>> START Passage to read

Monday, May 7, 2012

The First American


Benjamin Franklin is one of the near-mythical characters among the Founding Fathers of America.  The ambitious politician of the 21st century would take great pride if their career achieved only half of what Franklin accomplished as a statesman, excepting the absence of President of the United States from his resume, and yet politician was just one of the hats that he wore.  He was also distinguished as a printer, author, inventor, philosopher and diplomat.  With so much material to work with, H.W. Brands begins at the beginning, taking us through Franklin’s life in stages from his birth in 1706 to his death in 1790, in a thorough and balanced biography, The First American: The Life and Times of Benjamin Franklin (New York: Doubleday, 2000). 

Franklin’s early financial success as a printer enabled him to put his imaginative mind to productive work in many other disciplines.  Among his achievements were contributing to the early understanding of electricity, including the invention of the lightening rod.  He helped his adopted home of Philadelphia establish the first fire department, police department and library in America.  He founded a society for the learned among Philadelphia to gather and discuss the issues of science, philosophy and politics and he later started a similar national academy.  He was active in both the politics of Philadelphia and Pennsylvania.

>> END Passage to read

## Goal A
List the roles, other than politician, in which the post on Benjamin Franklin says he was also distinguished.

>> START Data for this task

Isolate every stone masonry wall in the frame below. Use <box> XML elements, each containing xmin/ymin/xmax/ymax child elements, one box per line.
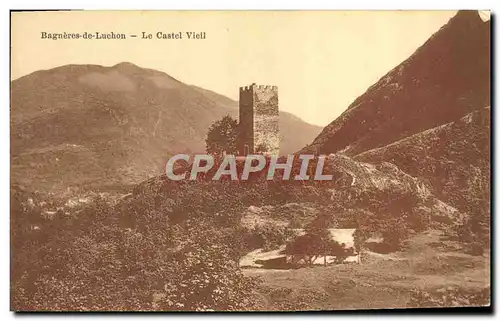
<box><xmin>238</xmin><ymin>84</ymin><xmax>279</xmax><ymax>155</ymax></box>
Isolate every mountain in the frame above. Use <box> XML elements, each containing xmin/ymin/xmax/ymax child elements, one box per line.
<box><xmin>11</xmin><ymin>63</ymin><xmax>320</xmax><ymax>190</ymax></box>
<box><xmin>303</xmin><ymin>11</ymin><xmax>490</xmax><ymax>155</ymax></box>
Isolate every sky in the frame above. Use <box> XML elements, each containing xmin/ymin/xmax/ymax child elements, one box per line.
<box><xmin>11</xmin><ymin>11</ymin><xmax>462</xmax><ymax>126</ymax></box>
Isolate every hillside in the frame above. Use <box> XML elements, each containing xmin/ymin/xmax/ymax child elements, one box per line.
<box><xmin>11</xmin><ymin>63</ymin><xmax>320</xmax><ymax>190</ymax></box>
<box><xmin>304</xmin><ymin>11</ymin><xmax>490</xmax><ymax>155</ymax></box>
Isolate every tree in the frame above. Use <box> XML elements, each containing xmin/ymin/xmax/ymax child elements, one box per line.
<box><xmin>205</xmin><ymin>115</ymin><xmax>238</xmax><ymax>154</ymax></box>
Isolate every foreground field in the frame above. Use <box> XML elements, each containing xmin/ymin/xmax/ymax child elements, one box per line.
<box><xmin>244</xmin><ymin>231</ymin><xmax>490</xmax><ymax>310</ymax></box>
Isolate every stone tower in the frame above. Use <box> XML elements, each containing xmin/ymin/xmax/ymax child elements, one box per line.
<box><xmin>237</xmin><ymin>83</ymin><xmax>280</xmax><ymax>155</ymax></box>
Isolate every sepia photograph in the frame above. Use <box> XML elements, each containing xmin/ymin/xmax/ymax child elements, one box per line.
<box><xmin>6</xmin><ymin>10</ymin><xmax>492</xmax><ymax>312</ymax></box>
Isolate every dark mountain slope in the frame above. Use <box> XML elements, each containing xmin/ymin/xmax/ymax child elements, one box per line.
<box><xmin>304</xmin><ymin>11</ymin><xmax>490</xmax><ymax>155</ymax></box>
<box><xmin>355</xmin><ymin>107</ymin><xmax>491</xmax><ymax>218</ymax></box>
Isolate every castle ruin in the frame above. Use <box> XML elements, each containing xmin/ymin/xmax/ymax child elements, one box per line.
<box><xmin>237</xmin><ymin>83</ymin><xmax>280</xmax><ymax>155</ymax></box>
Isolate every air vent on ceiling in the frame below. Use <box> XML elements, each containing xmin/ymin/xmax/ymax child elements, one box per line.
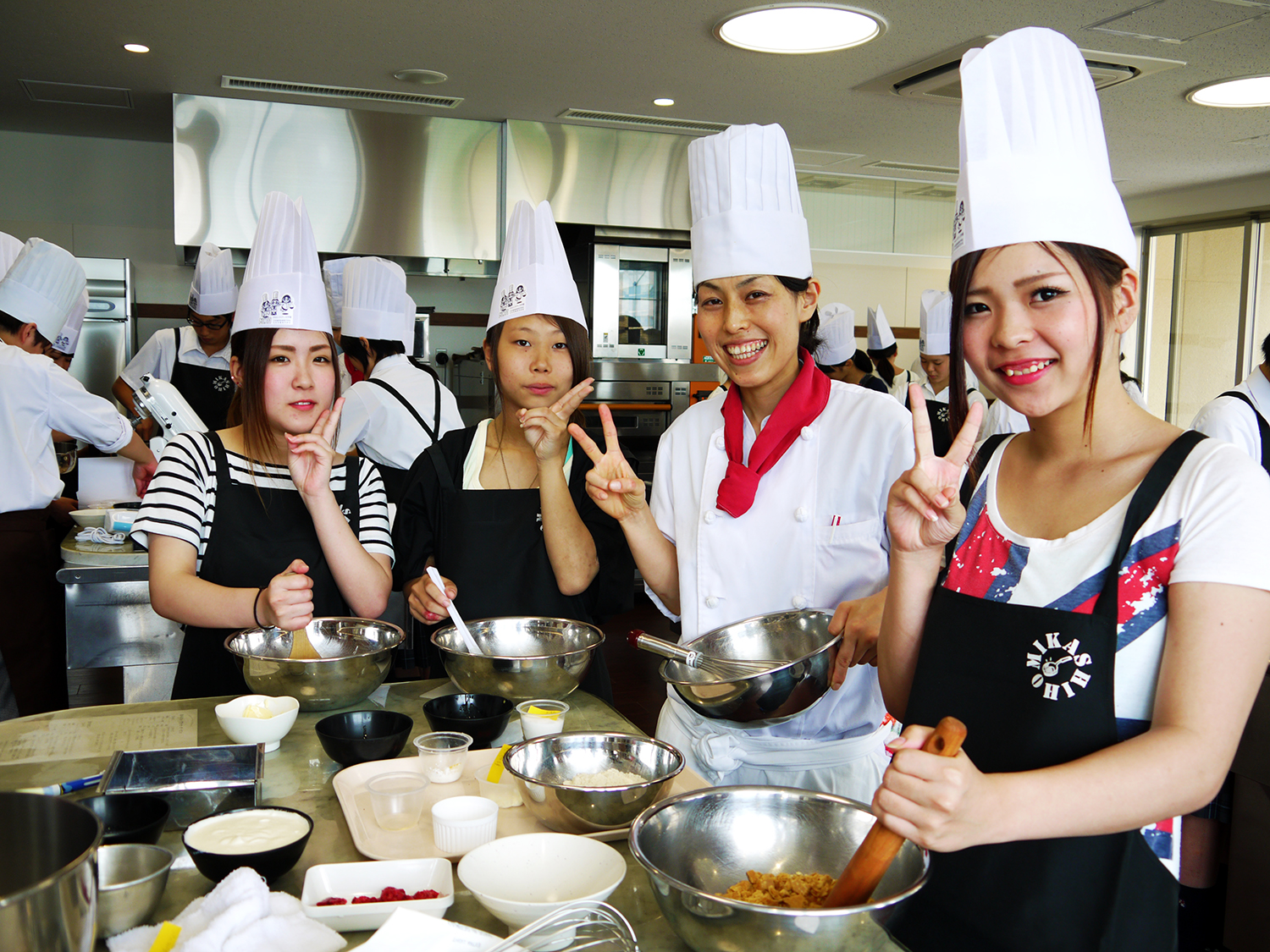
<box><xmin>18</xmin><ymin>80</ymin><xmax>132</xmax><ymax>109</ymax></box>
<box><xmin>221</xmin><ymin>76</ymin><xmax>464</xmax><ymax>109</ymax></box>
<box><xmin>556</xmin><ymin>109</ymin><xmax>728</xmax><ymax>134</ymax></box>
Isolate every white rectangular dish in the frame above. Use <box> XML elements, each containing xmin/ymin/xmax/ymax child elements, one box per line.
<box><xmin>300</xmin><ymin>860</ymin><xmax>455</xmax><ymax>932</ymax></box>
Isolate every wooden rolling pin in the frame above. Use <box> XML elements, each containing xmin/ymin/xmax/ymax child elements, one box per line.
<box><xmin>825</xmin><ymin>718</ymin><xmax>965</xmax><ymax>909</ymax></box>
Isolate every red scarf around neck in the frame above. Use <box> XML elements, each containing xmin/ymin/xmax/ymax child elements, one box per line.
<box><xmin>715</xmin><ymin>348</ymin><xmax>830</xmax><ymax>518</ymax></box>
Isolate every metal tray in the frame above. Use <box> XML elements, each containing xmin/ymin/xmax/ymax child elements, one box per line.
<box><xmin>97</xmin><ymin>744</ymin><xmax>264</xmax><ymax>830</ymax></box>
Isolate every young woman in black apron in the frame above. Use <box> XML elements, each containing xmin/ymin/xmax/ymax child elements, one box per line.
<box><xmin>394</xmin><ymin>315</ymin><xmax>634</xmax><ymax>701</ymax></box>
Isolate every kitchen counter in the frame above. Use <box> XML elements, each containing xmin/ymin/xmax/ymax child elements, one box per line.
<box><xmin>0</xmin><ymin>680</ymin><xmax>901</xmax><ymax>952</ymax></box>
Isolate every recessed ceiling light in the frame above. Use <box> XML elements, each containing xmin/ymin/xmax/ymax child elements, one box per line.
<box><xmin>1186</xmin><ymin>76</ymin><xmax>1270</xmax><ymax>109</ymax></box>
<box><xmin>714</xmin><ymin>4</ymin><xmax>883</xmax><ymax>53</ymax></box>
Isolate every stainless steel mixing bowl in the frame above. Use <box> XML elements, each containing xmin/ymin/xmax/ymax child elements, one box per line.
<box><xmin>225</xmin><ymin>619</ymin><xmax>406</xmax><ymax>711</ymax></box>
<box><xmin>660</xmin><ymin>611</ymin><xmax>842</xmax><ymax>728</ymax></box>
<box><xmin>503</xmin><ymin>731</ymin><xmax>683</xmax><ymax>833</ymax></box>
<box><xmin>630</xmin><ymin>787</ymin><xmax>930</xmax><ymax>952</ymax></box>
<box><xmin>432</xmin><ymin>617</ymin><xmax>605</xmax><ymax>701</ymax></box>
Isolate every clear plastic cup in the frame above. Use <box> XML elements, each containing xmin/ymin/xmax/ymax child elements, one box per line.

>> END Data for this task

## Goal B
Please lay out the lines of the records, from the line holding "Isolate every recessed" through the end of the records, as a Markdown table with the columns Row and Line, skipping any blank lines.

## Complete response A
- printer
- author
- inventor
- philosopher
- diplomat

## Complete response B
| Row | Line |
|---|---|
| 1 | Isolate every recessed ceiling light in the frame above. Use <box> XML elements, each containing xmin/ymin/xmax/ymax child elements, one box per line. |
| 2 | <box><xmin>1186</xmin><ymin>76</ymin><xmax>1270</xmax><ymax>109</ymax></box> |
| 3 | <box><xmin>714</xmin><ymin>4</ymin><xmax>883</xmax><ymax>53</ymax></box> |
| 4 | Isolate every stainless steel mixing bowl in the frame above. Use <box> XML elements, each containing xmin/ymin/xmax/ymax child elements, one box per line. |
| 5 | <box><xmin>225</xmin><ymin>619</ymin><xmax>406</xmax><ymax>711</ymax></box> |
| 6 | <box><xmin>660</xmin><ymin>611</ymin><xmax>842</xmax><ymax>728</ymax></box> |
| 7 | <box><xmin>503</xmin><ymin>731</ymin><xmax>683</xmax><ymax>833</ymax></box> |
| 8 | <box><xmin>630</xmin><ymin>787</ymin><xmax>930</xmax><ymax>952</ymax></box> |
| 9 | <box><xmin>432</xmin><ymin>617</ymin><xmax>605</xmax><ymax>701</ymax></box> |
| 10 | Isolate every clear plastic cup in the frame above. Use <box> XML elements, each containing xmin/ymin/xmax/ymax child elements, one box per line. |